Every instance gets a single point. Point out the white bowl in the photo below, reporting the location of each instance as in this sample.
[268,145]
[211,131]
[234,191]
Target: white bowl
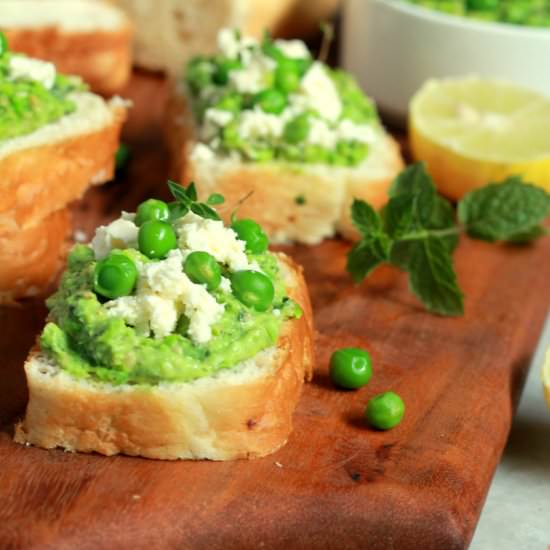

- TASK DETAILS:
Apart from the pictures, write every entry out again exactly.

- ANSWER TO THIS PROBLEM:
Every instance gets a single point. Point out the white bowl in the photo below, reporting the location of each instance as in this sample.
[268,145]
[211,131]
[234,191]
Target: white bowl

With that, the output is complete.